▶ EXERCISE BRIEF
Repeat each line exactly, leaving nothing out.

▶ DATASET
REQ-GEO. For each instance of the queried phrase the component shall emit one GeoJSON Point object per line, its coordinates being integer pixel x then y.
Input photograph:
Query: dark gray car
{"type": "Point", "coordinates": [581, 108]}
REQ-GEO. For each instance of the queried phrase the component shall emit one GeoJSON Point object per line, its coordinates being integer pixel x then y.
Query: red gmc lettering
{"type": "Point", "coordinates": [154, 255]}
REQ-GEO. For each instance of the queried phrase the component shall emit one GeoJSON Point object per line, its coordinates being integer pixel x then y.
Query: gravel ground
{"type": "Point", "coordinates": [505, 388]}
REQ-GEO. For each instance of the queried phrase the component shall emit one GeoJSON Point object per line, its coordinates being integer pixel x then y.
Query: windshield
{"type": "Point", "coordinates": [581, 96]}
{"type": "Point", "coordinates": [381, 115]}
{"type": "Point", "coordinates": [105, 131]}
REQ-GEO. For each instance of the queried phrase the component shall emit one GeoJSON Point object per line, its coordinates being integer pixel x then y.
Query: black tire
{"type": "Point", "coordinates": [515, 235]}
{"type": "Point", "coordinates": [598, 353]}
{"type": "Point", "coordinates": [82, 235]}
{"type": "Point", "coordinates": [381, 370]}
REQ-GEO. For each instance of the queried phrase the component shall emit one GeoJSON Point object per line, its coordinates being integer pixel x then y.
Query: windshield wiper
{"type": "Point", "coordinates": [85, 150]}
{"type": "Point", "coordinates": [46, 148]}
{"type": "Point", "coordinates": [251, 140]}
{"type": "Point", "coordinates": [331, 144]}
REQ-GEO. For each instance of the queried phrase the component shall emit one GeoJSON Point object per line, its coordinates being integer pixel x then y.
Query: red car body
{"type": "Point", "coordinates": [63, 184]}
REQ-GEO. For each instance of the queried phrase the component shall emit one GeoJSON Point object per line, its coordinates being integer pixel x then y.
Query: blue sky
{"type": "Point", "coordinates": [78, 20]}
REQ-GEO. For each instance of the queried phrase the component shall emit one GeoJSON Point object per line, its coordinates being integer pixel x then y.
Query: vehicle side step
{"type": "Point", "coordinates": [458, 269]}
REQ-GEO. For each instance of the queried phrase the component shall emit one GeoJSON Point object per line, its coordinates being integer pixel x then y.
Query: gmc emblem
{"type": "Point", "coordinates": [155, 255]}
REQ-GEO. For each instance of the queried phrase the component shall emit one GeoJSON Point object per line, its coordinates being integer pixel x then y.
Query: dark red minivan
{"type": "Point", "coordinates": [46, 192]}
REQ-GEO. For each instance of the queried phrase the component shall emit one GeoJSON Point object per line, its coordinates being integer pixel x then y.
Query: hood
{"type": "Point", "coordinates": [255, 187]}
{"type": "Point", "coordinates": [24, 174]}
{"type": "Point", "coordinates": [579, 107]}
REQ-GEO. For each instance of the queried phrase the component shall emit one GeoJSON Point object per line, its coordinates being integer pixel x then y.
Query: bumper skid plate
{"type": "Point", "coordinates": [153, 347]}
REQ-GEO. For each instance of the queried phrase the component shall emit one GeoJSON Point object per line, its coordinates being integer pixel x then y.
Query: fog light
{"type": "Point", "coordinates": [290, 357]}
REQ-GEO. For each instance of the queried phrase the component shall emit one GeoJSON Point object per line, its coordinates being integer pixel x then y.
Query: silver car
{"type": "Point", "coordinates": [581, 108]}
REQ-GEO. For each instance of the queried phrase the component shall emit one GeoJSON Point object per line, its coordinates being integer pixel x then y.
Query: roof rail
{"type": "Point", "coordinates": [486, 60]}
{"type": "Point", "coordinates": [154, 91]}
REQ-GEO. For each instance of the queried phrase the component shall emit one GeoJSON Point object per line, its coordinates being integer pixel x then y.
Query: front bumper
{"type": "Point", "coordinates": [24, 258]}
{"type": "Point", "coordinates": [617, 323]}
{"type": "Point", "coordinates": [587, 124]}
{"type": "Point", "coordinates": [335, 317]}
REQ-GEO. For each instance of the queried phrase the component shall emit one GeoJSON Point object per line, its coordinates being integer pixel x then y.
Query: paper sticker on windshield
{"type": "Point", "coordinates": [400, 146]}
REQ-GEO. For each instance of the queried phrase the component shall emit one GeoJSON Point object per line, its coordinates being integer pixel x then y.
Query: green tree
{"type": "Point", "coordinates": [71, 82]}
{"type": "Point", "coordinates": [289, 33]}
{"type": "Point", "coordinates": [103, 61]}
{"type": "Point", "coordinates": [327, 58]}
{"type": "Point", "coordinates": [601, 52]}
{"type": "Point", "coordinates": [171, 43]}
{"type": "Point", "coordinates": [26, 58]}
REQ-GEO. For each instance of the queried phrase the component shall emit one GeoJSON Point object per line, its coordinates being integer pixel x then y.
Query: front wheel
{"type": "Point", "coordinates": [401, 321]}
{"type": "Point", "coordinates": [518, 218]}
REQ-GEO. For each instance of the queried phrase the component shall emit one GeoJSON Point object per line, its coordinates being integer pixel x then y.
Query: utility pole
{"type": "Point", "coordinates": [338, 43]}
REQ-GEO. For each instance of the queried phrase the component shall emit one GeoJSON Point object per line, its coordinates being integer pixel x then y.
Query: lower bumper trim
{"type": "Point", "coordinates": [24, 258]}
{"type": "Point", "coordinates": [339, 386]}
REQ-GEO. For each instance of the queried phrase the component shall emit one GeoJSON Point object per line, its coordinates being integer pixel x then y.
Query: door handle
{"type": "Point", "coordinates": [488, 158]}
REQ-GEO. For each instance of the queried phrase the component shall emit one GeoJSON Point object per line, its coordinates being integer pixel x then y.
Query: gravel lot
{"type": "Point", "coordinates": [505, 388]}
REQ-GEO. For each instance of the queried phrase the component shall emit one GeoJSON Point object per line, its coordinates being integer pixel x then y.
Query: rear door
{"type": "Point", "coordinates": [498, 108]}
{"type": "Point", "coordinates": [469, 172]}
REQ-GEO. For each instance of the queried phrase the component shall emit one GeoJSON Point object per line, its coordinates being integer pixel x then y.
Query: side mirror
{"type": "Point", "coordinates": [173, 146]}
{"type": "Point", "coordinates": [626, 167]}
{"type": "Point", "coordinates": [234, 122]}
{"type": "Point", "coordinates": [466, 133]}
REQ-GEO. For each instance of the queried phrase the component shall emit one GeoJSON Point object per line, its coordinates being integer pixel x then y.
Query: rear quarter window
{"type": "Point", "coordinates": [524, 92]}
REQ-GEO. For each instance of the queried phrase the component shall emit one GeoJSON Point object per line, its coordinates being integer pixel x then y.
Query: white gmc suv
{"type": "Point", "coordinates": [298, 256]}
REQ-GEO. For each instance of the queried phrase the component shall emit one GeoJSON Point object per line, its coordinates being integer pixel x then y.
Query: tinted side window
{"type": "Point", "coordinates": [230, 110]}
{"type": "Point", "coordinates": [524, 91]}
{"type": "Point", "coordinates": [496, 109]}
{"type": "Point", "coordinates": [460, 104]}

▶ SOLUTION TO THE PROBLEM
REQ-GEO. For each instance of the queried phrase the component shall emit one GeoJSON Point object per line, its coordinates being integer pixel x then y.
Input photograph:
Query: dark gray car
{"type": "Point", "coordinates": [581, 108]}
REQ-GEO. For each instance of the queried phrase the component shall emit one GeoJSON Point object per line, its coordinates being integer pixel x then y.
Query: red gmc lettering
{"type": "Point", "coordinates": [154, 255]}
REQ-GEO. For each instance of the queried phrase the component shall emit one GeoJSON Point object per line, its coordinates being integer pixel x then y.
Query: gravel ground
{"type": "Point", "coordinates": [505, 388]}
REQ-GEO. For each instance of the queried phrase the component shall emit one GeoJSON Point object per line, its coordinates being integer pixel x then y.
Query: windshield
{"type": "Point", "coordinates": [581, 96]}
{"type": "Point", "coordinates": [381, 115]}
{"type": "Point", "coordinates": [105, 131]}
REQ-GEO. For each instance of the queried phrase the component shall emit one GeoJSON Point object per line, its coordinates being integer pixel x then y.
Query: black tire
{"type": "Point", "coordinates": [515, 235]}
{"type": "Point", "coordinates": [598, 353]}
{"type": "Point", "coordinates": [82, 235]}
{"type": "Point", "coordinates": [381, 370]}
REQ-GEO. For each instance of the queried phrase the component shall emit one GeoJSON Point object per line, its coordinates being integer pixel x then y.
Query: windshield wiper
{"type": "Point", "coordinates": [85, 150]}
{"type": "Point", "coordinates": [46, 148]}
{"type": "Point", "coordinates": [251, 140]}
{"type": "Point", "coordinates": [331, 144]}
REQ-GEO. For each instance of the queried phrase the component shall emit one GeoJSON Point object per line, its coordinates being integer pixel x then y.
Query: red car body
{"type": "Point", "coordinates": [63, 184]}
REQ-GEO. For each instance of the queried phrase the component shall emit one GeoJSON Point object per line, its coordinates being integer pixel x then y.
Query: blue sky
{"type": "Point", "coordinates": [78, 20]}
REQ-GEO. For each instance of the queried phrase the component shall emit one GeoJSON Point object per line, its coordinates being integer pixel x then y.
Query: vehicle side step
{"type": "Point", "coordinates": [458, 269]}
REQ-GEO. For each instance of the queried phrase the component shall emit one GeoJSON Point object per line, its coordinates being integer pixel x then y.
Query: gmc emblem
{"type": "Point", "coordinates": [155, 255]}
REQ-GEO. For each instance of the queried phrase the component shall emit one GeoJSON Point object per line, its coordinates being integer pixel x then y.
Query: dark red minivan
{"type": "Point", "coordinates": [46, 192]}
REQ-GEO. For each instance of the queried phrase the component shall emit one GeoJSON Point object per line, its coordinates being integer pixel x then y.
Query: hood
{"type": "Point", "coordinates": [255, 187]}
{"type": "Point", "coordinates": [24, 174]}
{"type": "Point", "coordinates": [579, 107]}
REQ-GEO. For each instance of the queried phrase the component shall emit one GeoJSON Point object per line, its coordinates being integer pixel x then y.
Query: bumper skid plate
{"type": "Point", "coordinates": [153, 347]}
REQ-GEO. For each instance of the queried phrase the component shall emit one GeoJSON Point object per line, its coordinates being integer pixel x then y.
Query: fog light
{"type": "Point", "coordinates": [290, 357]}
REQ-GEO. For each instance of the queried phrase the component shall emit one GeoJSON Point object per line, its coordinates being integer pixel x then y.
Query: silver car
{"type": "Point", "coordinates": [581, 108]}
REQ-GEO. For each instance of the queried phrase the component shall emit one GeoJSON Point object per line, its coordinates being integer pixel x then y.
Query: roof rail
{"type": "Point", "coordinates": [486, 60]}
{"type": "Point", "coordinates": [154, 91]}
REQ-GEO. For each instance of the queried phrase the component shall emit one GeoJSON Point object per line, its coordinates being integer pixel x then y.
Query: front bumper
{"type": "Point", "coordinates": [24, 258]}
{"type": "Point", "coordinates": [617, 323]}
{"type": "Point", "coordinates": [587, 124]}
{"type": "Point", "coordinates": [335, 317]}
REQ-GEO. For each instance of the queried phrase the component shall emit one GeoJSON Point object per line, its coordinates being integer pixel x then y.
Query: paper sticker on windshield
{"type": "Point", "coordinates": [400, 146]}
REQ-GEO. For each instance of the queried phrase the component shall emit one GeoJSON Point object per line, its coordinates being integer pixel x then y.
Query: green tree
{"type": "Point", "coordinates": [71, 82]}
{"type": "Point", "coordinates": [289, 33]}
{"type": "Point", "coordinates": [103, 61]}
{"type": "Point", "coordinates": [327, 58]}
{"type": "Point", "coordinates": [601, 52]}
{"type": "Point", "coordinates": [171, 43]}
{"type": "Point", "coordinates": [26, 58]}
REQ-GEO. For each instance of the queried phrase the component shall emit one GeoJSON Point object per line, its coordinates being integer pixel x then y.
Query: front wheel
{"type": "Point", "coordinates": [401, 321]}
{"type": "Point", "coordinates": [518, 218]}
REQ-GEO. For each instance of the queried phrase the component shall emit one GeoJSON Point object per line, its coordinates being integer pixel x then y.
Query: utility pole
{"type": "Point", "coordinates": [338, 43]}
REQ-GEO. For each instance of the queried phrase the component shall emit one GeoJSON Point object per line, its coordinates being integer pixel x then y.
Query: lower bumper trim
{"type": "Point", "coordinates": [24, 258]}
{"type": "Point", "coordinates": [339, 386]}
REQ-GEO. For each instance of the queried phrase the component shall emit one GeoJSON Point object per line, its coordinates being integer pixel x then y.
Query: door handle
{"type": "Point", "coordinates": [488, 158]}
REQ-GEO. For each instance of the queried phrase the component shall emit one GeoJSON Point object per line, its coordinates being integer pixel x then y.
Query: gravel lot
{"type": "Point", "coordinates": [505, 388]}
REQ-GEO. For each instance of the queried phrase the component shall emit one GeoJSON Point object per line, its coordinates being integer pixel x then y.
Query: rear door
{"type": "Point", "coordinates": [498, 108]}
{"type": "Point", "coordinates": [469, 172]}
REQ-GEO. For each instance of the queried phrase the component shall emit one GeoJSON Point object per line, its coordinates being integer pixel x then y.
Query: side mirror
{"type": "Point", "coordinates": [173, 146]}
{"type": "Point", "coordinates": [626, 167]}
{"type": "Point", "coordinates": [234, 122]}
{"type": "Point", "coordinates": [466, 133]}
REQ-GEO. For each instance of the queried phrase the component shall emit one GeoJSON Point object per line, its coordinates being integer pixel x then y.
Query: rear quarter window
{"type": "Point", "coordinates": [524, 92]}
REQ-GEO. For each instance of the queried phrase the component shall emit one GeoJSON Point object per line, its coordinates being integer pixel x then y.
Query: white gmc suv
{"type": "Point", "coordinates": [298, 256]}
REQ-GEO. For each instance of the queried phrase the component shall emit one GeoJSON Point object per line, its coordinates being integer pixel x then y.
Query: tinted side window
{"type": "Point", "coordinates": [230, 110]}
{"type": "Point", "coordinates": [524, 91]}
{"type": "Point", "coordinates": [496, 109]}
{"type": "Point", "coordinates": [460, 104]}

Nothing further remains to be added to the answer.